─── EXTRACT TO READ ───

Re: [PATCH] migration: Add more error handling to analyze-migration.py

Fabiano Rosas Thu, 02 Jan 2025 14:48:48 -0800

Peter Xu <pet...@redhat.com> writes:

> On Thu, Jan 02, 2025 at 03:58:31PM -0300, Fabiano Rosas wrote:
>> The analyze-migration script was seen failing in s390x in misterious
>> ways. It seems we're reaching the subsection constructor without any
>
> It might be a good idea to add some debug lines indeed. Though are you sure
> it's from parsing a subsection?


Ah, indeed it's not always a subsection. So I need to go back to the
code and do more auditing, we might have a wrong struct macro somewhere.

>
> https://lore.kernel.org/all/20241219123213.GA692742@fedora/
>
> ====8<====
> stderr:
> Traceback (most recent call last):
>   File 
> "/home/gitlab-runner/builds/4S3awx_3/0/qemu-project/qemu/build/scripts/analyze-migration.py",
>  line 688, in <module>
>     dump.read(dump_memory = args.memory)
>   File 
> "/home/gitlab-runner/builds/4S3awx_3/0/qemu-project/qemu/build/scripts/analyze-migration.py",
>  line 625, in read
>     section.read()
>   File 
> "/home/gitlab-runner/builds/4S3awx_3/0/qemu-project/qemu/build/scripts/analyze-migration.py",
>  line 461, in read
>     field['data'] = reader(field, self.file)
>   File 
> "/home/gitlab-runner/builds/4S3awx_3/0/qemu-project/qemu/build/scripts/analyze-migration.py",
>  line 434, in __init__
>     for field in self.desc['struct']['fields']:
> KeyError: 'fields'
> ====8<====
>
> It reads to me that it's not in "if 'subsections' in self.desc['struct']"

───

GIVEN PROBLEM A: From the analyze-migration thread, pull out the passage from "Peter Xu <pet...@redhat.com>" up to and including "parsing a subsection?".

─── INFORMATION PROVIDED ───

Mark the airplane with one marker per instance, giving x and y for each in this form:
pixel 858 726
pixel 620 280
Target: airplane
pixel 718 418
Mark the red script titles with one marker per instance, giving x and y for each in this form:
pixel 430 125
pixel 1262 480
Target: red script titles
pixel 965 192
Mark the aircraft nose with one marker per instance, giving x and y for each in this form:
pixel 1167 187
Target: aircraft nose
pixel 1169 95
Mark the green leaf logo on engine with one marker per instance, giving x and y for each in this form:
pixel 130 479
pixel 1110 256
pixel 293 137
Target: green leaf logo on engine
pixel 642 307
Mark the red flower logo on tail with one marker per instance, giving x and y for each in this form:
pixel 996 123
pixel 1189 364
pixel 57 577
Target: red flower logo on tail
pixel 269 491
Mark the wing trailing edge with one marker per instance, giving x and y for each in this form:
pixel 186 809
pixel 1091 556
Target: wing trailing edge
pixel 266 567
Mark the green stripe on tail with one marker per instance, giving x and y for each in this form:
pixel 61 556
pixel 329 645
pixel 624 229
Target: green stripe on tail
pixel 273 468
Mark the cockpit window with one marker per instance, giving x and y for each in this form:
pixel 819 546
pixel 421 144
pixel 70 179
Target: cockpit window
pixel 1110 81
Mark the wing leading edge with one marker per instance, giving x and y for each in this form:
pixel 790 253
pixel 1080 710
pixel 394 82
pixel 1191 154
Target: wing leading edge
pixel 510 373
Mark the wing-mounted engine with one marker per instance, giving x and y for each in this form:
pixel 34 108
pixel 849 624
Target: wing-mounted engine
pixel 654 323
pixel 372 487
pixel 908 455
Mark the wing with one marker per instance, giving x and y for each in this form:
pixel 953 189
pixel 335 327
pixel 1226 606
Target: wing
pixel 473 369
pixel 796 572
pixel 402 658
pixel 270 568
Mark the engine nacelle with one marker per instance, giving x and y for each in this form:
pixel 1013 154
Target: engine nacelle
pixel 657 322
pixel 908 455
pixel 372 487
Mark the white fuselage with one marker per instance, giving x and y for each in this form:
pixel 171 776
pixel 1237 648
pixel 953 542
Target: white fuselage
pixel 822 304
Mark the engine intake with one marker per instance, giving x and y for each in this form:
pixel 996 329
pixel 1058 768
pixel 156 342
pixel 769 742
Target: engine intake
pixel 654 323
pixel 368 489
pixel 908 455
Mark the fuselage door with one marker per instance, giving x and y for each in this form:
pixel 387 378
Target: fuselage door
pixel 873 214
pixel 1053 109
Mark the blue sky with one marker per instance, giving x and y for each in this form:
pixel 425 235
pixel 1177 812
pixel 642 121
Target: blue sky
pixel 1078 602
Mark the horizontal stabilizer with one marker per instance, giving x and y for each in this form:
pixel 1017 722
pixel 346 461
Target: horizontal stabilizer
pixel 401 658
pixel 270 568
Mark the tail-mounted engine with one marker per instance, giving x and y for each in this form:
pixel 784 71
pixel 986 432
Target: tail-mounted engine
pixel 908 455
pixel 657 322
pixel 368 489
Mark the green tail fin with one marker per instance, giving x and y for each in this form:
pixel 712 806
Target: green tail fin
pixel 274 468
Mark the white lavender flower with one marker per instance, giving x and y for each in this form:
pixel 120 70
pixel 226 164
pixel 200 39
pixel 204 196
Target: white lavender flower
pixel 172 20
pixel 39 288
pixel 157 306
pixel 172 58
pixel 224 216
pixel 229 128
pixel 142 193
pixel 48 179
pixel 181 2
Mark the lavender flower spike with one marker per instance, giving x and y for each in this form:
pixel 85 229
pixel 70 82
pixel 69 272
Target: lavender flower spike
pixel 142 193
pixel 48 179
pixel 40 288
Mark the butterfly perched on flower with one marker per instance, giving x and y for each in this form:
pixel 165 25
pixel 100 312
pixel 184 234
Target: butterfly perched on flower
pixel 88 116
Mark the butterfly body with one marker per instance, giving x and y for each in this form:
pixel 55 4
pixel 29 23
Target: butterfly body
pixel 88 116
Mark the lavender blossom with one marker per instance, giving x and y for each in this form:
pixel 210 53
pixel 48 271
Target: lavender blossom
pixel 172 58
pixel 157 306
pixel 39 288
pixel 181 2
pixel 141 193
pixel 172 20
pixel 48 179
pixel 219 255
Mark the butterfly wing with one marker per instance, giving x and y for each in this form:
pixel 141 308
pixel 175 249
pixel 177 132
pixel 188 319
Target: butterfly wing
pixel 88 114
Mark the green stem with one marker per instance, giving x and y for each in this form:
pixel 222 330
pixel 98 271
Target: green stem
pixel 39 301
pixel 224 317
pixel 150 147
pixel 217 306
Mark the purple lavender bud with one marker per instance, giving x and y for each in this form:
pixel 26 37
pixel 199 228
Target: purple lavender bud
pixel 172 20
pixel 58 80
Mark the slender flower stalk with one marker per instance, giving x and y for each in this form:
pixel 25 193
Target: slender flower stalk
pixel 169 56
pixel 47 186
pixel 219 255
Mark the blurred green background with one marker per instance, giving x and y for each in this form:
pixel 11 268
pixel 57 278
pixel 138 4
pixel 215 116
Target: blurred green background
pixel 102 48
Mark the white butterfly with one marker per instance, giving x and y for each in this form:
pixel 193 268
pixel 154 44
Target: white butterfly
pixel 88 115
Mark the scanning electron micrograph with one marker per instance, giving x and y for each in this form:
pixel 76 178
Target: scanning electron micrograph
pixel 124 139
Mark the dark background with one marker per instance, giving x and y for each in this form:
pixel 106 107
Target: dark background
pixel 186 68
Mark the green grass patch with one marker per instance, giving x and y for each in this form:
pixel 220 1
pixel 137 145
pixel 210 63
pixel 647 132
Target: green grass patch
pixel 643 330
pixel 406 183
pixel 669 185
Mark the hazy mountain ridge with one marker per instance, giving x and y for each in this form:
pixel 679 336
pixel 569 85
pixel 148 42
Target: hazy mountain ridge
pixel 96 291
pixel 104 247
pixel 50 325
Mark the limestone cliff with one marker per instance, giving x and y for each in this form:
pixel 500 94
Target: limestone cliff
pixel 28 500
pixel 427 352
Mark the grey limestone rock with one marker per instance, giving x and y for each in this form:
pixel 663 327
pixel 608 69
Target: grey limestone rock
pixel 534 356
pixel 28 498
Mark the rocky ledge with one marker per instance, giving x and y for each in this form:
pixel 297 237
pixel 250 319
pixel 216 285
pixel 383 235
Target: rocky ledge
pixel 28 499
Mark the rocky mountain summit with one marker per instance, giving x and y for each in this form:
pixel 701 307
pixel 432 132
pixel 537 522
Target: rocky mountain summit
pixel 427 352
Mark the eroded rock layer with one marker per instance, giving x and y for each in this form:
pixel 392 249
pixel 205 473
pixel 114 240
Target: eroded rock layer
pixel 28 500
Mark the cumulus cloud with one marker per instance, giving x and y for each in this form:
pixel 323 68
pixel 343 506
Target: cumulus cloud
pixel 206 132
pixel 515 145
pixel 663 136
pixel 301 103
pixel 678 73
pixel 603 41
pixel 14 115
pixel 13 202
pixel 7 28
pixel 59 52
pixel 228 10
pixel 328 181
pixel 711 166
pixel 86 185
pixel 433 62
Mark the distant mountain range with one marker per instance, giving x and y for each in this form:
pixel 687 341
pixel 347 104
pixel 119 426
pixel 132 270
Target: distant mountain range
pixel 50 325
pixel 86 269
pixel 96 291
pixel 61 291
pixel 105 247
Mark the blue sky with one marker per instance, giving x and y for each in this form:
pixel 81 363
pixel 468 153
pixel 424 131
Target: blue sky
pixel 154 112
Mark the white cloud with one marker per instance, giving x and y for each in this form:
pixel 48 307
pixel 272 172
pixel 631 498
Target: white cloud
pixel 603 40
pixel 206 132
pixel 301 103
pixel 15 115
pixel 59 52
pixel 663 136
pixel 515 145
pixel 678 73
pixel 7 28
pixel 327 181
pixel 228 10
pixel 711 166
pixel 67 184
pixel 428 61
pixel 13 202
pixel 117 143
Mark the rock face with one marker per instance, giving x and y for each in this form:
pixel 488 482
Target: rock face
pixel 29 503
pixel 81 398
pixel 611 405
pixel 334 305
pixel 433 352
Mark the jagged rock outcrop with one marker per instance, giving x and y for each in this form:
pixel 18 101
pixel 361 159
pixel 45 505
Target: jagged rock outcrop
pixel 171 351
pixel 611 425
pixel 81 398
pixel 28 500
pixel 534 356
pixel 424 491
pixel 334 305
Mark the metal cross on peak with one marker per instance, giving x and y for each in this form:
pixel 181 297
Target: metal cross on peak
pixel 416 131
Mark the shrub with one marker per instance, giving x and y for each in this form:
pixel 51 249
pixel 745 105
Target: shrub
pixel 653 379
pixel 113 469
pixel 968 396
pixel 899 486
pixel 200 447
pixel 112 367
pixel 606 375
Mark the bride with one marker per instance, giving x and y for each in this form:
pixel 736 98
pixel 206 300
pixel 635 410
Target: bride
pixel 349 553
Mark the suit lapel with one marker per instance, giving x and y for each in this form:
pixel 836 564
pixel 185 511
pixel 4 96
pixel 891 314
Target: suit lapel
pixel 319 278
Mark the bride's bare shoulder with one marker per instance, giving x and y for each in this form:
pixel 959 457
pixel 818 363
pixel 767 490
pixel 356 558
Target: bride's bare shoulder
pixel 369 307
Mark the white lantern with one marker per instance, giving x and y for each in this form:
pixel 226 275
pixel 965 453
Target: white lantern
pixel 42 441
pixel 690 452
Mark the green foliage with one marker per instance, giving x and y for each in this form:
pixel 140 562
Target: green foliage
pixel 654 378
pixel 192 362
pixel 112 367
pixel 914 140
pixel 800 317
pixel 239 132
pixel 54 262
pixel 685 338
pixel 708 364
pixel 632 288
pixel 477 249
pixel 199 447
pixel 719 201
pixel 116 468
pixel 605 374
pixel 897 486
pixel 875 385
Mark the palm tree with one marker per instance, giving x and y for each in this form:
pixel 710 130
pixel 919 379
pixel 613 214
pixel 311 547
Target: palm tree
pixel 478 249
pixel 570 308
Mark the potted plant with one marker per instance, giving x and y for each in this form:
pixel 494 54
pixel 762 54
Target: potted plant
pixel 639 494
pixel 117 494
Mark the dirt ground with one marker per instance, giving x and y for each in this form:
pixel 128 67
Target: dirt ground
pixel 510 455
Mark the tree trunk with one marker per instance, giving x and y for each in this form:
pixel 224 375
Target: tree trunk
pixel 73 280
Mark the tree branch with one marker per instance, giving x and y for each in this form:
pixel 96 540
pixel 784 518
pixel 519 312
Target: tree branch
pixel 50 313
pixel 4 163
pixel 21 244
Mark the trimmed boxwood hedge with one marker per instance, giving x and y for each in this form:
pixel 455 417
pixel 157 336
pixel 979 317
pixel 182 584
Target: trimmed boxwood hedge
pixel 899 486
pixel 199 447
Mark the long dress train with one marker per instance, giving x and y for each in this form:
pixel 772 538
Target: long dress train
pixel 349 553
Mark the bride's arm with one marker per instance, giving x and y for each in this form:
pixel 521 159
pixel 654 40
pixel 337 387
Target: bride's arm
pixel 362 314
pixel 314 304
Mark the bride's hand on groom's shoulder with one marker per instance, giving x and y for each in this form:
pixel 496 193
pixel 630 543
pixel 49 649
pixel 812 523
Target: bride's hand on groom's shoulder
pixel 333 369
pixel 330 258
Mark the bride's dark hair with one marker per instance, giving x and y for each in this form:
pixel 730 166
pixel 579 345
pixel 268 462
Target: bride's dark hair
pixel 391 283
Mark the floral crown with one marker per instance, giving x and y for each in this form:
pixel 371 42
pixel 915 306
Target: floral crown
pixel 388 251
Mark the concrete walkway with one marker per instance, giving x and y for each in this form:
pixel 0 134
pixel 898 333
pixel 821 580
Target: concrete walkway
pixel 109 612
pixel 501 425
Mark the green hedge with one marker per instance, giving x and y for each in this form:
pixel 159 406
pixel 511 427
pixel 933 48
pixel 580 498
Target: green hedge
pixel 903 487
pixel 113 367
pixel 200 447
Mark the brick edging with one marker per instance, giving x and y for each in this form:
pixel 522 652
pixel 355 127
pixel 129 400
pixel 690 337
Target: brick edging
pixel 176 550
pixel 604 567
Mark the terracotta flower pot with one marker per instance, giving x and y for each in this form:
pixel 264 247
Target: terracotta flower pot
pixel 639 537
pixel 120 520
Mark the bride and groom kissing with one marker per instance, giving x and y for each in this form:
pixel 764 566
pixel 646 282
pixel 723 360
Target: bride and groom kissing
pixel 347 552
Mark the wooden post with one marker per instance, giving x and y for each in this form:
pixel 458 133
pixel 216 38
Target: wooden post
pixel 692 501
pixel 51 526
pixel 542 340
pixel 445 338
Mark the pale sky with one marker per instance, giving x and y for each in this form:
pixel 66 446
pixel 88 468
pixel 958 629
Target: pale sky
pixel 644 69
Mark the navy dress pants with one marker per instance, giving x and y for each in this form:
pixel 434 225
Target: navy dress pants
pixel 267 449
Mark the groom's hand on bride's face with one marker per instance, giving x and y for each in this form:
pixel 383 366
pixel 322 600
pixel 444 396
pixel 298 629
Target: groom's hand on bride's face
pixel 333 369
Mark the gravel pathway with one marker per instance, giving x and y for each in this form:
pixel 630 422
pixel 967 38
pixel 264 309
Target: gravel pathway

───

GIVEN PROBLEM B: Revise the entries from the line with "Mark the white lavender" up to and including the line with "pixel 58 80", changing "butterfly" to "moth" and leaving the rest as it is. Give back only those lines.

WRITTEN RESPONSE A:
Peter Xu <pet...@redhat.com> writes:

> On Thu, Jan 02, 2025 at 03:58:31PM -0300, Fabiano Rosas wrote:
>> The analyze-migration script was seen failing in s390x in misterious
>> ways. It seems we're reaching the subsection constructor without any
>
> It might be a good idea to add some debug lines indeed. Though are you sure
> it's from parsing a subsection?

WRITTEN RESPONSE B:
Mark the white lavender flower with one marker per instance, giving x and y for each in this form:
pixel 120 70
pixel 226 164
pixel 200 39
pixel 204 196
Target: white lavender flower
pixel 172 20
pixel 39 288
pixel 157 306
pixel 172 58
pixel 224 216
pixel 229 128
pixel 142 193
pixel 48 179
pixel 181 2
Mark the lavender flower spike with one marker per instance, giving x and y for each in this form:
pixel 85 229
pixel 70 82
pixel 69 272
Target: lavender flower spike
pixel 142 193
pixel 48 179
pixel 40 288
Mark the moth perched on flower with one marker per instance, giving x and y for each in this form:
pixel 165 25
pixel 100 312
pixel 184 234
Target: moth perched on flower
pixel 88 116
Mark the moth body with one marker per instance, giving x and y for each in this form:
pixel 55 4
pixel 29 23
Target: moth body
pixel 88 116
Mark the lavender blossom with one marker per instance, giving x and y for each in this form:
pixel 210 53
pixel 48 271
Target: lavender blossom
pixel 172 58
pixel 157 306
pixel 39 288
pixel 181 2
pixel 141 193
pixel 172 20
pixel 48 179
pixel 219 255
Mark the moth wing with one marker per instance, giving x and y for each in this form:
pixel 141 308
pixel 175 249
pixel 177 132
pixel 188 319
Target: moth wing
pixel 88 114
Mark the green stem with one marker per instance, giving x and y for each in this form:
pixel 222 330
pixel 98 271
Target: green stem
pixel 39 301
pixel 224 317
pixel 150 147
pixel 217 306
Mark the purple lavender bud with one marker per instance, giving x and y for each in this form:
pixel 26 37
pixel 199 228
Target: purple lavender bud
pixel 172 20
pixel 58 80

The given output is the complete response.